**Reading passage**:
Panama And The Knights-Errant Of Colonization
by [?]

Great was the grief of the little squadron at this dolorous state of affairs. In the middle of it, the ships of Nicuesa hove in sight. Mindful of their previous quarrels, Ojeda decided to stay ashore until he found out what were Nicuesa’s intentions toward him. Cautiously his men broke the news to Nicuesa. With magnanimity and courtesy delightful to contemplate, he at once declared that he had forgotten the quarrel and offered every assistance to Ojeda to enable him to avenge himself. Ojeda thereupon rejoined the squadron, and the two rivals embraced with many protestations of friendship amid the acclaim of their followers.

The next night, four hundred men were secretly assembled. They landed and marched to the Indian town, surrounded it and put it to the flames. The defenders fought with their usual resolution, and many of the Spaniards were killed by the poisonous arrows, but to no avail. The Indians were doomed, and the whole village perished then and there.

Nicuesa had landed some of his horses, and such was the terror inspired by those remarkable and unknown animals that several of the women who had escaped from the fire, when they caught sight of the frightful monsters, rushed back into the flames, preferring this horrible death rather than to meet the horses. The value of the plunder amounted to eighteen thousand dollars in modern money, the most of which Nicuesa took.

The two adventurers separated, Nicuesa bidding Ojeda farewell and striking boldly across the Caribbean for Veragua, which was the name Columbus had given to the Isthmian coast below Honduras; while Ojeda crept along the shore seeking a convenient spot to plant his colony. Finally he established himself at a place which he named San Sebastian. One of his ships was wrecked and many of his men were lost. Another was sent back to Santo Domingo with what little treasure they had gathered and with an appeal to Encisco to hurry up.

**Material provided**:
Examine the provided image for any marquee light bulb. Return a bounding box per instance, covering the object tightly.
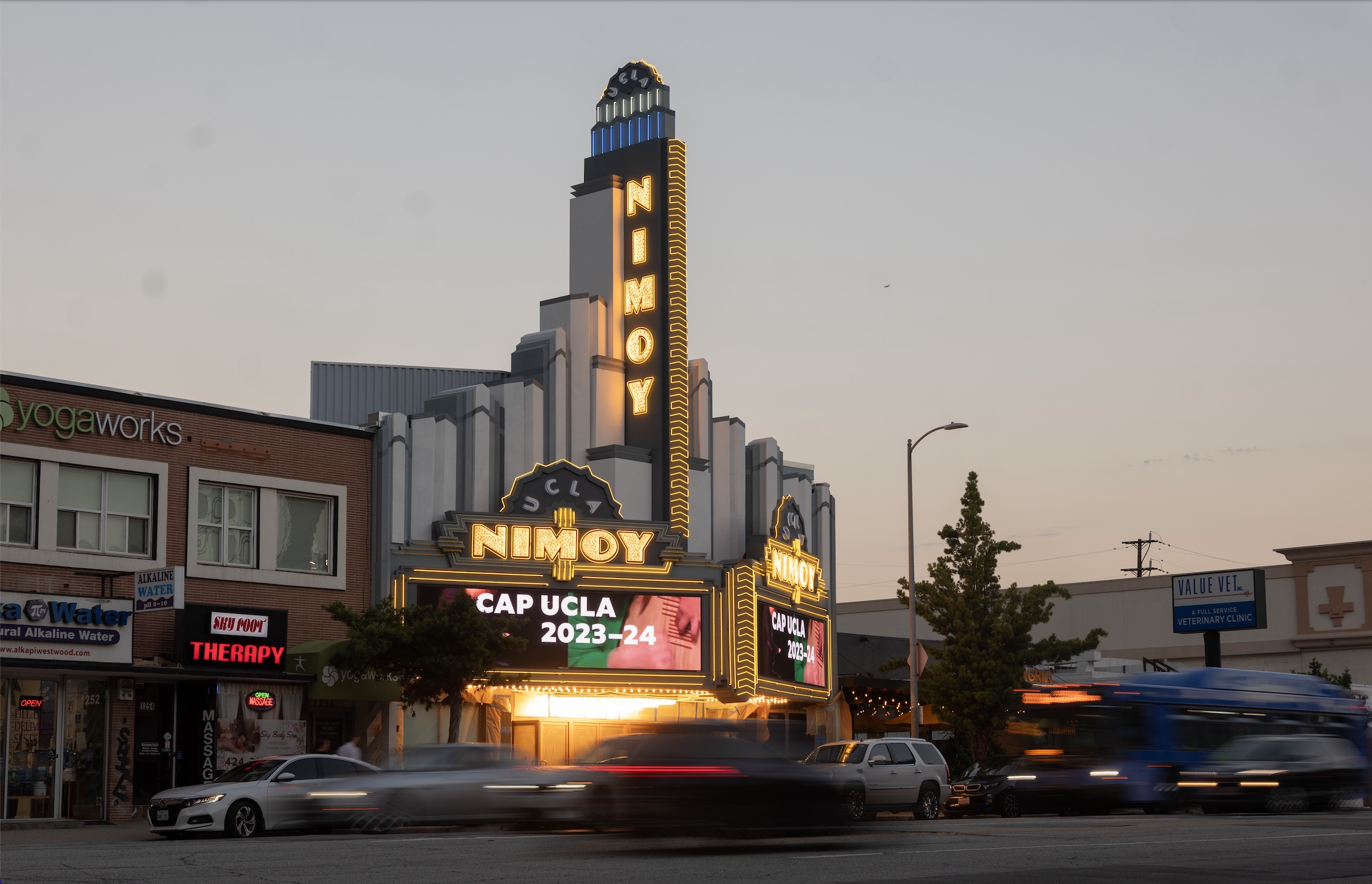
[632,227,648,263]
[624,377,653,415]
[624,326,653,365]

**Problem requirements**: Can you pull out the stretch from "The next night, four" through "then and there." in the passage on Ojeda and Nicuesa, word for word?

**Written reply**:
The next night, four hundred men were secretly assembled. They landed and marched to the Indian town, surrounded it and put it to the flames. The defenders fought with their usual resolution, and many of the Spaniards were killed by the poisonous arrows, but to no avail. The Indians were doomed, and the whole village perished then and there.